**Dataset records:**
..............................
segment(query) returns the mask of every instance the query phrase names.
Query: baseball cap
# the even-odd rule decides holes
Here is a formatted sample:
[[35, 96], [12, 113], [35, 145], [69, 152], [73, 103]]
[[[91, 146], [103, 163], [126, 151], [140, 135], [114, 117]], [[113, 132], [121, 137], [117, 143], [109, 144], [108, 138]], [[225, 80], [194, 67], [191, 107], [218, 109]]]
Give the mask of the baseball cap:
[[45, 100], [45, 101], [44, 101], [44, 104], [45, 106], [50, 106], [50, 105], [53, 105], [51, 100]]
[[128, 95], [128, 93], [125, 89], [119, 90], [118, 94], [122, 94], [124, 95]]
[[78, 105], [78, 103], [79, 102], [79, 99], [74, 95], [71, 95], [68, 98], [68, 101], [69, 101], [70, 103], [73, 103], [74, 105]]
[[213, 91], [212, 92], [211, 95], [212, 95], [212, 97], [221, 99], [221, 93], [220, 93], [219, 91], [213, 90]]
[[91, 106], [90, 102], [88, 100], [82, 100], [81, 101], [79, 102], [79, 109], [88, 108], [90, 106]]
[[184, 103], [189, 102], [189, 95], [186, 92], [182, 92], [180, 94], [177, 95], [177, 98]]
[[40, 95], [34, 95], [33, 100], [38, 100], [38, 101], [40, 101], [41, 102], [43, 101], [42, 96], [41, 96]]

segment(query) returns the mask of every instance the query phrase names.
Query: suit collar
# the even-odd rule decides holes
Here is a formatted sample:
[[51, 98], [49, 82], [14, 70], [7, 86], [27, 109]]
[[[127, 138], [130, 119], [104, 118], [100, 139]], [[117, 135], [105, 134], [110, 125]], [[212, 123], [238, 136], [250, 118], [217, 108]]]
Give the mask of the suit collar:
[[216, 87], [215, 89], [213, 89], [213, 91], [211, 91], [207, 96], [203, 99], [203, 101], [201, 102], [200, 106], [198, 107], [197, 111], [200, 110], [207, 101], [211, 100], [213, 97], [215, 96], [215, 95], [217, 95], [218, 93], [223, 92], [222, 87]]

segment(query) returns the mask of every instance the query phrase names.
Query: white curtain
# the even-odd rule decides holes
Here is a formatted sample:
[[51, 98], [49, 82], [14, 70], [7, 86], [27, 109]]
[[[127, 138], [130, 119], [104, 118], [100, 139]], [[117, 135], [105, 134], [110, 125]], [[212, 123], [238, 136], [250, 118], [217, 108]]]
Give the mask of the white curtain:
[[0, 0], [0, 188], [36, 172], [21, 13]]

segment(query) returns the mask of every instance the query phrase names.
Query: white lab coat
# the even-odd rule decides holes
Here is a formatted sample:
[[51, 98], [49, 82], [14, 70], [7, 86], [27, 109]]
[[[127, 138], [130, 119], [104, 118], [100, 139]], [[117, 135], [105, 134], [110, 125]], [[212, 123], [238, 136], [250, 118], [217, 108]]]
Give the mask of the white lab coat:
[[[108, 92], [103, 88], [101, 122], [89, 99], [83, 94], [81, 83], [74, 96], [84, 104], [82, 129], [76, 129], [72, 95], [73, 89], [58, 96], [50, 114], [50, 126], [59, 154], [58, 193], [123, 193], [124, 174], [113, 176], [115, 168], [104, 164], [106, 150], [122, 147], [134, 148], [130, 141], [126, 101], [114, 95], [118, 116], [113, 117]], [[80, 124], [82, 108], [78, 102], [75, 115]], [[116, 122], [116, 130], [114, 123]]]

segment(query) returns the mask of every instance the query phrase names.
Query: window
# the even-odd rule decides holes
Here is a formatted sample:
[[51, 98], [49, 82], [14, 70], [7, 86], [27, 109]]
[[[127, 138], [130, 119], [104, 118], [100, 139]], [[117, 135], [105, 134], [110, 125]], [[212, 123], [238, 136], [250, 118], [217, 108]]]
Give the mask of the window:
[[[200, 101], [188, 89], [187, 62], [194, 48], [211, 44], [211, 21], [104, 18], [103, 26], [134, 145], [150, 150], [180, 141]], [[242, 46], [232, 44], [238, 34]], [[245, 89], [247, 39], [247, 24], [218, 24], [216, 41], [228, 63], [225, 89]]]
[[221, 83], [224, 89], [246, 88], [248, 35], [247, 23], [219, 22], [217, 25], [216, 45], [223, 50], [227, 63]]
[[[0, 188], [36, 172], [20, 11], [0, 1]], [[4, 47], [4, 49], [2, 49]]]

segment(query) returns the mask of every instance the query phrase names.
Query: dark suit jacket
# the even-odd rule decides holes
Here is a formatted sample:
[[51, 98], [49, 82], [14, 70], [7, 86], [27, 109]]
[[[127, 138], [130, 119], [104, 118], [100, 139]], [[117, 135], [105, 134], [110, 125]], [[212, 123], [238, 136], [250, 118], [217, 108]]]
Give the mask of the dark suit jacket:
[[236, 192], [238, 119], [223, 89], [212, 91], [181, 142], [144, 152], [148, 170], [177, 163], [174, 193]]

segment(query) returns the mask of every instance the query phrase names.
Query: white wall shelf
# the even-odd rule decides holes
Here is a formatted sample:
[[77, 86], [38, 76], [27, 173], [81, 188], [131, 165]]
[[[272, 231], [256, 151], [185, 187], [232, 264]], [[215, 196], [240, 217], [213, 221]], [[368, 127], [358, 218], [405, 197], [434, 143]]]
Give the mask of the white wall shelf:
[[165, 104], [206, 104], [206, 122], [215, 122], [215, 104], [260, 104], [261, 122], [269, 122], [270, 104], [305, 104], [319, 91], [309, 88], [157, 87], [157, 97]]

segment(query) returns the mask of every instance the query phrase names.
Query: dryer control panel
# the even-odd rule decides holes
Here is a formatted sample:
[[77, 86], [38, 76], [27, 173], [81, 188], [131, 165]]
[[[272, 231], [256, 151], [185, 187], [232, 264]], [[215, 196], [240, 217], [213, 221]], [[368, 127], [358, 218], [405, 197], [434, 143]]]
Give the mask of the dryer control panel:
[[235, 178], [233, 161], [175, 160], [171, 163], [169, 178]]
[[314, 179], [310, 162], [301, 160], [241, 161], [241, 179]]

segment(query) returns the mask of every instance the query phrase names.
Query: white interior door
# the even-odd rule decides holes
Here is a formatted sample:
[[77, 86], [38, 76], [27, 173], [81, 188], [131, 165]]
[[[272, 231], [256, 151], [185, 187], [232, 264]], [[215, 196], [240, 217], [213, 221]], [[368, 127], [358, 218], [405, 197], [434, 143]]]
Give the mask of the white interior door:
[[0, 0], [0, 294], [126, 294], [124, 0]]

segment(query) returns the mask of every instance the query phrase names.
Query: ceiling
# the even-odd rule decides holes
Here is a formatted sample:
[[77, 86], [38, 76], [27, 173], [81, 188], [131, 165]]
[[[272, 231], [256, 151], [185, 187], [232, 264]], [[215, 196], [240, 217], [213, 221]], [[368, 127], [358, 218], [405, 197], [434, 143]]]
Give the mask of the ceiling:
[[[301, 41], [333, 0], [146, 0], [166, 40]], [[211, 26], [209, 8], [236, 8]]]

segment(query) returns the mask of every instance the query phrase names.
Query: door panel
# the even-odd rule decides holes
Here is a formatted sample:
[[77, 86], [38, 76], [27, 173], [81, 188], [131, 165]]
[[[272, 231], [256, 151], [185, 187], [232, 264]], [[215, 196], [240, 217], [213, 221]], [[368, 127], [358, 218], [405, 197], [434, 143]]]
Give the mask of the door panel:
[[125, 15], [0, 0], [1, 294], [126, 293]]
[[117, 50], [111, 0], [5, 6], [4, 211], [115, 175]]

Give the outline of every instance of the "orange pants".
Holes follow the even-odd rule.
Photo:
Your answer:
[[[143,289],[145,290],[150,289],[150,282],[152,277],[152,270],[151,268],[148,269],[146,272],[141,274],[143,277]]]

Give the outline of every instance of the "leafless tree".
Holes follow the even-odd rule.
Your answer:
..............................
**What is needed:**
Would you restate each of the entries word for word?

**The output:**
segment(query) returns the mask of every instance the query phrase names.
Query: baseball cap
# the even-odd rule decides holes
Here is a formatted sample:
[[35, 96], [12, 113], [35, 145], [69, 152], [73, 103]]
[[[91, 146], [103, 163], [126, 151], [140, 135], [114, 117]], [[113, 132], [121, 137], [117, 143], [109, 144], [108, 138]], [[225, 80], [194, 67], [191, 107], [218, 109]]]
Give the mask of the baseball cap:
[[45, 100], [45, 101], [44, 101], [44, 104], [45, 106], [50, 106], [50, 105], [53, 105], [51, 100]]
[[128, 95], [128, 93], [125, 89], [119, 90], [118, 94], [122, 94], [124, 95]]
[[78, 105], [78, 103], [79, 102], [79, 99], [74, 95], [71, 95], [68, 98], [68, 101], [69, 101], [70, 103], [73, 103], [74, 105]]
[[213, 91], [212, 92], [211, 95], [212, 95], [212, 97], [221, 99], [221, 93], [220, 93], [219, 91], [213, 90]]
[[91, 106], [90, 102], [88, 100], [82, 100], [81, 101], [79, 102], [79, 109], [88, 108], [90, 106]]
[[184, 103], [189, 102], [189, 95], [186, 92], [182, 92], [180, 94], [177, 95], [177, 98]]
[[40, 95], [34, 95], [33, 100], [38, 100], [38, 101], [40, 101], [41, 102], [43, 101], [42, 96], [41, 96]]

segment(query) returns the mask of every instance the query phrase names.
Query: suit collar
# the even-odd rule decides holes
Here is a formatted sample:
[[51, 98], [49, 82], [14, 70], [7, 86], [27, 109]]
[[[127, 138], [130, 119], [104, 118], [100, 139]], [[117, 135], [105, 134], [110, 125]], [[212, 123], [238, 136], [250, 118], [217, 108]]]
Give the mask of the suit collar:
[[216, 87], [215, 89], [213, 89], [213, 91], [211, 91], [207, 96], [203, 99], [203, 101], [201, 102], [200, 106], [198, 107], [197, 111], [200, 110], [207, 101], [211, 100], [213, 97], [215, 96], [215, 95], [217, 95], [218, 93], [223, 92], [222, 87]]

segment(query) returns the mask of every instance the query phrase names.
Query: white curtain
# the even-odd rule decides holes
Here is a formatted sample:
[[51, 98], [49, 82], [14, 70], [7, 86], [27, 109]]
[[[127, 138], [130, 119], [104, 118], [100, 139]], [[117, 135], [105, 134], [110, 125]], [[212, 123], [238, 136], [250, 118], [217, 108]]]
Give the mask of the white curtain:
[[0, 0], [0, 188], [36, 172], [21, 13]]

segment(query) returns the mask of every instance the query phrase names.
Query: white lab coat
# the even-odd rule decides holes
Here is a formatted sample:
[[51, 98], [49, 82], [14, 70], [7, 86], [27, 109]]
[[[127, 138], [130, 119], [104, 118], [100, 139]], [[117, 135], [105, 134], [110, 125]], [[212, 123], [238, 136], [250, 118], [217, 108]]]
Give the mask of the white lab coat:
[[[108, 92], [103, 88], [101, 122], [89, 99], [83, 94], [81, 83], [74, 96], [84, 104], [82, 129], [76, 129], [72, 95], [73, 89], [58, 96], [50, 114], [50, 126], [59, 154], [58, 193], [123, 193], [124, 174], [113, 176], [115, 168], [104, 164], [106, 150], [122, 147], [134, 148], [130, 141], [126, 101], [114, 95], [118, 116], [113, 117]], [[80, 124], [82, 108], [78, 102], [75, 115]], [[116, 122], [116, 130], [114, 123]]]

segment(query) returns the mask of every instance the query phrase names.
Query: window
# the even-odd rule decides holes
Here is a formatted sample:
[[51, 98], [49, 82], [14, 70], [7, 86], [27, 109]]
[[[127, 138], [130, 119], [104, 118], [100, 139]], [[117, 135], [105, 134], [110, 125]], [[212, 123], [238, 136], [250, 118], [217, 108]]]
Give the mask of the window:
[[[200, 101], [188, 89], [187, 62], [194, 48], [211, 44], [211, 21], [104, 18], [103, 26], [134, 145], [150, 150], [180, 141]], [[242, 46], [232, 44], [238, 34]], [[245, 89], [247, 39], [247, 24], [218, 24], [216, 41], [228, 63], [225, 89]]]
[[221, 83], [224, 89], [246, 88], [248, 35], [247, 23], [219, 22], [217, 25], [216, 45], [223, 50], [227, 63]]
[[[0, 188], [36, 172], [20, 11], [0, 1]], [[4, 47], [4, 49], [2, 49]]]

segment(query) returns the mask of every instance the query phrase names.
Query: dark suit jacket
# the even-odd rule decides holes
Here is a formatted sample:
[[51, 98], [49, 82], [14, 70], [7, 86], [27, 109]]
[[[127, 138], [130, 119], [104, 118], [100, 139]], [[117, 135], [105, 134], [110, 125]], [[212, 123], [238, 136], [250, 118], [217, 108]]]
Give the mask of the dark suit jacket:
[[236, 192], [238, 119], [223, 89], [212, 91], [181, 142], [144, 152], [148, 170], [177, 163], [174, 193]]

segment(query) returns the mask of every instance the query phrase names.
Query: white wall shelf
# the even-odd rule decides holes
Here is a formatted sample:
[[77, 86], [38, 76], [27, 173], [81, 188], [131, 165]]
[[[272, 231], [256, 151], [185, 187], [232, 264]], [[215, 196], [240, 217], [213, 221]], [[368, 127], [358, 218], [405, 197], [434, 143]]]
Give the mask of the white wall shelf:
[[165, 104], [206, 104], [206, 122], [215, 122], [215, 104], [260, 104], [261, 122], [269, 122], [270, 104], [305, 104], [319, 91], [309, 88], [157, 87], [157, 97]]

segment(query) returns the mask of every instance the query phrase names.
Query: dryer control panel
# the even-odd rule decides holes
Here is a formatted sample:
[[77, 86], [38, 76], [27, 173], [81, 188], [131, 165]]
[[[272, 231], [256, 151], [185, 187], [232, 264]], [[215, 196], [240, 217], [213, 221]], [[368, 127], [358, 218], [405, 197], [434, 143]]]
Give the mask of the dryer control panel:
[[235, 178], [233, 161], [175, 160], [171, 163], [169, 178]]
[[314, 179], [310, 162], [301, 160], [241, 161], [241, 179]]

segment(query) returns the mask of every instance the query phrase names.
Query: white interior door
# the even-odd rule decides holes
Here is a formatted sample:
[[77, 86], [38, 76], [27, 173], [81, 188], [131, 165]]
[[[272, 231], [256, 151], [185, 187], [232, 264]], [[215, 196], [240, 217], [213, 221]], [[368, 127], [358, 218], [405, 197], [434, 143]]]
Give the mask of the white interior door:
[[0, 0], [0, 294], [126, 294], [124, 0]]

segment(query) returns the mask of every instance the query phrase names.
Query: ceiling
# the even-odd rule decides holes
Here is a formatted sample:
[[77, 86], [38, 76], [27, 173], [81, 188], [131, 165]]
[[[272, 231], [256, 151], [185, 187], [232, 264]], [[215, 196], [240, 217], [213, 221]], [[368, 127], [358, 218], [405, 197], [434, 143]]]
Give the mask of the ceiling:
[[[301, 41], [333, 0], [146, 0], [166, 40]], [[211, 26], [209, 8], [236, 8]]]

segment(query) returns the mask of every instance the query phrase names.
Query: door panel
# the even-odd rule decides holes
Here is a formatted sample:
[[77, 86], [38, 76], [27, 173], [81, 188], [131, 165]]
[[[272, 231], [256, 151], [185, 187], [232, 264]], [[215, 196], [240, 217], [213, 221]], [[368, 127], [358, 218], [405, 197], [434, 143]]]
Give the mask of the door panel:
[[125, 15], [0, 0], [1, 294], [126, 293]]
[[117, 50], [111, 0], [5, 6], [4, 211], [115, 175]]

Give the outline of every instance of the "orange pants".
Holes follow the even-odd rule.
Photo:
Your answer:
[[[143,289],[145,290],[150,289],[150,282],[152,277],[152,270],[151,268],[148,269],[146,272],[141,274],[143,277]]]

Give the outline of every instance of the "leafless tree".
Holes follow the even-odd rule.
Your answer:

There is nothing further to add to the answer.